■ WHAT THE TASK REQUIRES
Make an exact copy of the entries below with the pictures removed.

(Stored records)
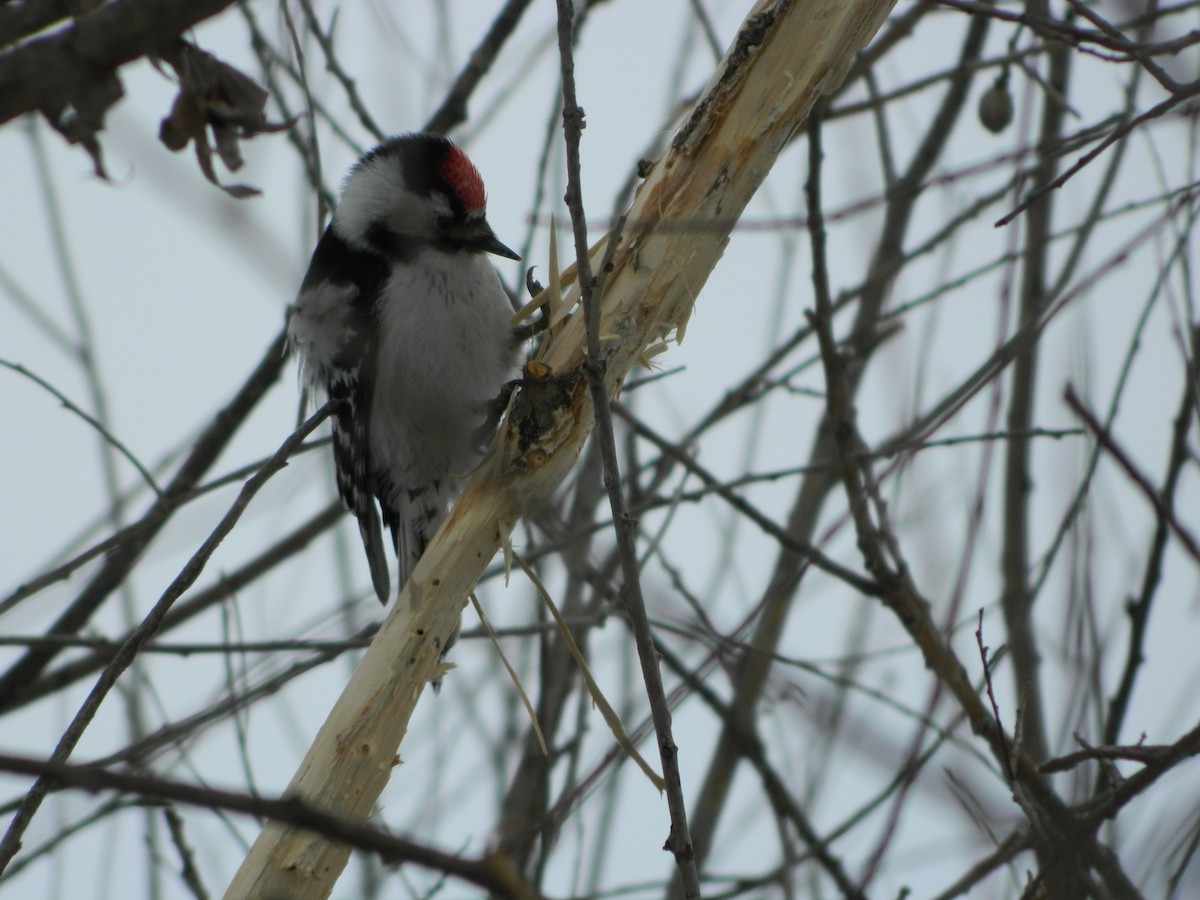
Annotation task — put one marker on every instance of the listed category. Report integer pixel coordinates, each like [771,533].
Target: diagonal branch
[785,57]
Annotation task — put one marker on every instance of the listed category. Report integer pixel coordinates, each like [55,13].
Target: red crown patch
[465,180]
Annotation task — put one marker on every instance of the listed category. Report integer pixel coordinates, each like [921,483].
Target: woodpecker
[402,319]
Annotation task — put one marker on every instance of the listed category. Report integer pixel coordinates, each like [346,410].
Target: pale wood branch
[786,54]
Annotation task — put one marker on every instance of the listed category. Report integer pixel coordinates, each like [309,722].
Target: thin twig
[625,527]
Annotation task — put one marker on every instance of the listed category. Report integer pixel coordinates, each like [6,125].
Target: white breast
[445,351]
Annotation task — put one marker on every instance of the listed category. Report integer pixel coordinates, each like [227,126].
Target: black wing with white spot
[334,329]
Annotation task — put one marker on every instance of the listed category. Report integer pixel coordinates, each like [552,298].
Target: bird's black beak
[478,234]
[490,243]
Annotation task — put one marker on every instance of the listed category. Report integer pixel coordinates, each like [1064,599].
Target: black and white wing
[333,329]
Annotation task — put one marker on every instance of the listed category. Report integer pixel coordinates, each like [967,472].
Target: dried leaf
[214,96]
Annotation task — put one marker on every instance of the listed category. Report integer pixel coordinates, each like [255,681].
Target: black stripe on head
[432,162]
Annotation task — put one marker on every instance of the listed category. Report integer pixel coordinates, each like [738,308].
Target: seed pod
[996,106]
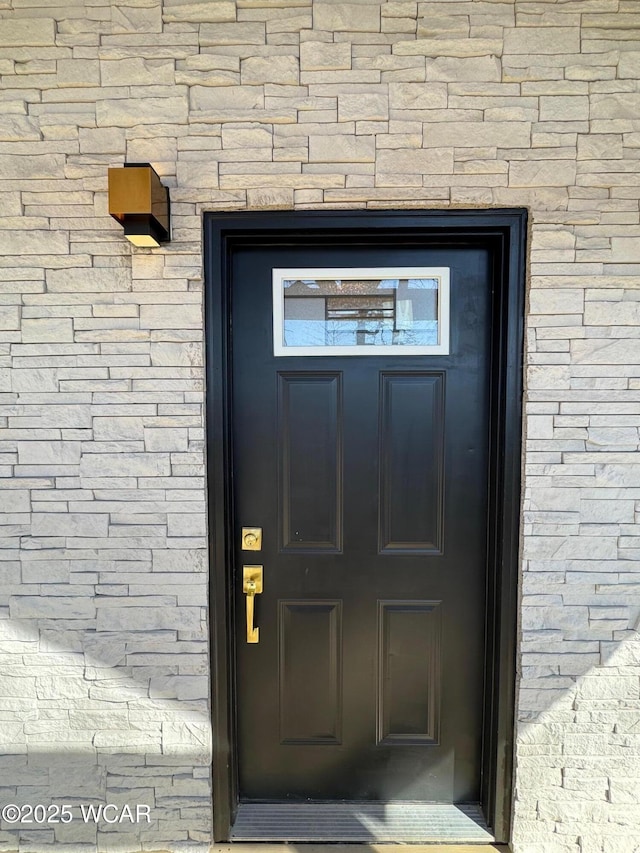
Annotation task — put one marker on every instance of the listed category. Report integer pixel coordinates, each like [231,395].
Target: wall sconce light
[140,202]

■ PROBLEM SOLUTION
Annotation task — put one marker on every instance of the listed category. Report integer pixel coordinates, each like [771,533].
Target: diagonal branch
[785,57]
Annotation task — put one marker on every instance of the listed category. Report integer pixel coordinates, each like [55,13].
Target: red crown patch
[465,180]
Annotation task — put one marker on every instance of the listed category. Report integer pixel coordinates, each like [921,483].
Target: woodpecker
[402,319]
Annotation task — put one marker on every instance of the listed category. Report integer pixel coordinates, each like [346,410].
Target: pale wood branch
[786,54]
Annotation task — put one marker on every instance of the listed category. Report integer pixel coordinates, each like [309,722].
Target: thin twig
[625,527]
Annotation task — put one marker on every instance of the listed category. Report integer pixel coordinates, each like [6,125].
Target: white breast
[445,351]
Annotation task — put one marker on every instance of the listed category. Report integer pixel coordinates, each like [227,126].
Target: black wing with white spot
[334,329]
Annotation task — put one marker on every instance of the listed category. Report integer pixel coordinates, each like [552,298].
Target: bird's black beak
[478,234]
[490,243]
Annotation task — put one marker on every instance of the listed category. Report integer pixel coordinates, each like [1064,599].
Target: black and white wing
[333,329]
Annotation task — put one marker on every instance of the listed category. Report integer pixel coordinates, each like [967,472].
Target: dried leaf
[214,96]
Annotation task — put one marker on every instance of the listed category. Report integer pixel coordinates, each like [255,681].
Target: black stripe on head
[432,162]
Annotation task — put one marker on every instance of the listed category. Report integer pixel coordinates, each like [738,308].
Target: seed pod
[996,106]
Annotation task — put one marker on every instance of the listed category. Report integer pixel coordinates, each like [231,395].
Target: wall sconce light
[140,202]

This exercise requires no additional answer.